WHAT IS EXPECTED
Write out, exactly and in full, the records given below, but not their pictures.

SUPPLIED DATA section start

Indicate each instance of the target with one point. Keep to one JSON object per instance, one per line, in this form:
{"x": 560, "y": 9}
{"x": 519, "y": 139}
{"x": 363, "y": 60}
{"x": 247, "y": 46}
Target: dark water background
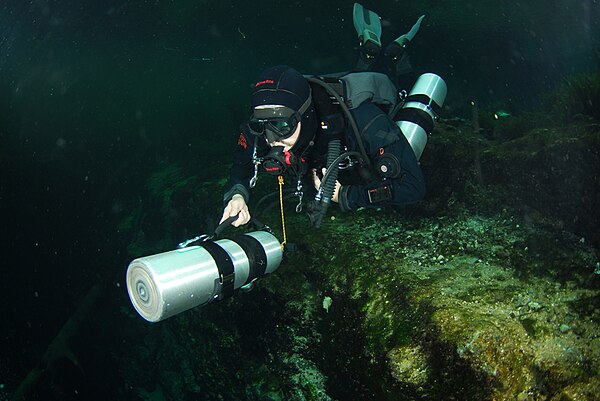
{"x": 96, "y": 95}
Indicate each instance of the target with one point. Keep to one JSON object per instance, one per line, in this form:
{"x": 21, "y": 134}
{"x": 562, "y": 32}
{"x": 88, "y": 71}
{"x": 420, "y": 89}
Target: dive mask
{"x": 274, "y": 122}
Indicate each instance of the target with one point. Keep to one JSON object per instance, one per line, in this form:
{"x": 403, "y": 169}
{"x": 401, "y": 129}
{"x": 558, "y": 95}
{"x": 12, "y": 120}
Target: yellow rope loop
{"x": 280, "y": 179}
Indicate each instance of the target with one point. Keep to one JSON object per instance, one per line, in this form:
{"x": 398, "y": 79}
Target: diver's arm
{"x": 407, "y": 187}
{"x": 236, "y": 197}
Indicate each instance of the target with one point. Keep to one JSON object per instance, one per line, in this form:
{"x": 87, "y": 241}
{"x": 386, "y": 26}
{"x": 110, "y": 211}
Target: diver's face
{"x": 287, "y": 143}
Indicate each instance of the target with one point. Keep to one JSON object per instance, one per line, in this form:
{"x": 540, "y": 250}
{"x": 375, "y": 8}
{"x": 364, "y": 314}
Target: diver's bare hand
{"x": 236, "y": 207}
{"x": 317, "y": 183}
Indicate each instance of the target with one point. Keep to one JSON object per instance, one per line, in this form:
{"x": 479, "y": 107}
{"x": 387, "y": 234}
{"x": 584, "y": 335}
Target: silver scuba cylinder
{"x": 420, "y": 110}
{"x": 169, "y": 283}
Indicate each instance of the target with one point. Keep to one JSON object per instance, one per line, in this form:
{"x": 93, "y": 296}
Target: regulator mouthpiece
{"x": 421, "y": 109}
{"x": 165, "y": 284}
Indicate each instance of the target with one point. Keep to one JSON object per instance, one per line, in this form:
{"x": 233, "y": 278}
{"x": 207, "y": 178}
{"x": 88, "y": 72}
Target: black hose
{"x": 328, "y": 182}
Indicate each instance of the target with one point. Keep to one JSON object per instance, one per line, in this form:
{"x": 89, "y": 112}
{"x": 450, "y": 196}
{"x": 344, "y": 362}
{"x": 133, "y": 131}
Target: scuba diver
{"x": 351, "y": 138}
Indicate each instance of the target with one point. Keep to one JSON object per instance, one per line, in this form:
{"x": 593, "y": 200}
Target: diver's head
{"x": 282, "y": 110}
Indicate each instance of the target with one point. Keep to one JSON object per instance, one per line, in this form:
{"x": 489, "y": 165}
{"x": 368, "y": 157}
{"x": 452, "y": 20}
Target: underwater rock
{"x": 484, "y": 322}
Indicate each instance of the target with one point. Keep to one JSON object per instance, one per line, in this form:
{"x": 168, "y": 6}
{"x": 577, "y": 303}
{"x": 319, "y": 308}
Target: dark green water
{"x": 95, "y": 96}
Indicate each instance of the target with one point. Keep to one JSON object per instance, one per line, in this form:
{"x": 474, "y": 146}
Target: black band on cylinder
{"x": 257, "y": 258}
{"x": 426, "y": 100}
{"x": 225, "y": 267}
{"x": 417, "y": 116}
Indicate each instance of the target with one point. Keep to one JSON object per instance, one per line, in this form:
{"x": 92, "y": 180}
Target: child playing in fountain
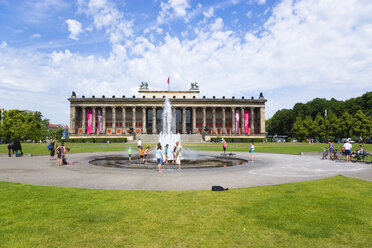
{"x": 142, "y": 154}
{"x": 166, "y": 153}
{"x": 147, "y": 154}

SUPPLIED DATA section end

REPLY TO THE TASK
Indicate each instance of the target with one point. Keep to one JSON object per instance, one per line, in this form:
{"x": 560, "y": 9}
{"x": 519, "y": 139}
{"x": 363, "y": 60}
{"x": 247, "y": 46}
Target: dark water background
{"x": 96, "y": 95}
Indicate each instance of the target with one point. Keep to one JSON object per instance, one per line, in this form:
{"x": 21, "y": 134}
{"x": 562, "y": 32}
{"x": 88, "y": 71}
{"x": 420, "y": 89}
Target: dive mask
{"x": 274, "y": 122}
Indicate each instance of the target with one point. Keep to one JSON object per instance, one per line, in this form:
{"x": 403, "y": 169}
{"x": 401, "y": 129}
{"x": 558, "y": 95}
{"x": 12, "y": 120}
Target: yellow rope loop
{"x": 280, "y": 179}
Indicate each instance of the target with one point. Keep to one JSON object per instance, one per line, in this form:
{"x": 398, "y": 79}
Target: diver's arm
{"x": 407, "y": 187}
{"x": 236, "y": 197}
Indicate each instance of the target with one point. Keep to one JSON object per instance, one per line, in this form:
{"x": 87, "y": 241}
{"x": 386, "y": 26}
{"x": 110, "y": 211}
Target: diver's face
{"x": 287, "y": 143}
Indicate each instance of the target with one point. Keep to one JSON object per instance, one per line, in this form:
{"x": 540, "y": 250}
{"x": 375, "y": 8}
{"x": 364, "y": 314}
Target: diver's bare hand
{"x": 236, "y": 207}
{"x": 317, "y": 183}
Indicate each instance of the target with one point. Keep to one JSON object per instance, one per line, in this form:
{"x": 479, "y": 107}
{"x": 387, "y": 234}
{"x": 584, "y": 335}
Target: silver scuba cylinder
{"x": 420, "y": 110}
{"x": 169, "y": 283}
Indicate each instance of the target with one point. Keep to one JSON object per instance, one per line, in this form:
{"x": 93, "y": 296}
Target: regulator mouthpiece
{"x": 421, "y": 109}
{"x": 165, "y": 284}
Indicate each instance of the target with one point. Keep to one JSON object per instance, one per line, in this form:
{"x": 233, "y": 278}
{"x": 207, "y": 178}
{"x": 88, "y": 72}
Target: black hose
{"x": 328, "y": 182}
Indicate each instance of the target with one point. Keep to one JSON object per instance, one per line, in this form:
{"x": 89, "y": 112}
{"x": 450, "y": 196}
{"x": 344, "y": 362}
{"x": 133, "y": 131}
Target: scuba diver
{"x": 351, "y": 138}
Indicate each instance of the target with one point. Keep to one JSON object per instance, one per line, in this form:
{"x": 593, "y": 200}
Target: diver's head
{"x": 282, "y": 110}
Indicate each instance of the target with one point. Keep to one JSON object per instance, one per line, in this form:
{"x": 489, "y": 165}
{"x": 368, "y": 157}
{"x": 452, "y": 20}
Target: underwater rock
{"x": 484, "y": 322}
Indicate each instance of the target with one point. Keep to one JSON object per instance, one per line, in this form:
{"x": 168, "y": 6}
{"x": 577, "y": 303}
{"x": 319, "y": 308}
Target: dark green water
{"x": 95, "y": 96}
Indicate each instance of the target with one point. Keep to one JSON object per instance, one per line, in this form:
{"x": 474, "y": 146}
Target: black band on cylinder
{"x": 257, "y": 258}
{"x": 426, "y": 100}
{"x": 225, "y": 267}
{"x": 417, "y": 116}
Indicate each instance of the target with one point. Keep to one JSON object per instance, one per line, in this form:
{"x": 92, "y": 180}
Target: child playing in fountain
{"x": 142, "y": 154}
{"x": 166, "y": 153}
{"x": 147, "y": 154}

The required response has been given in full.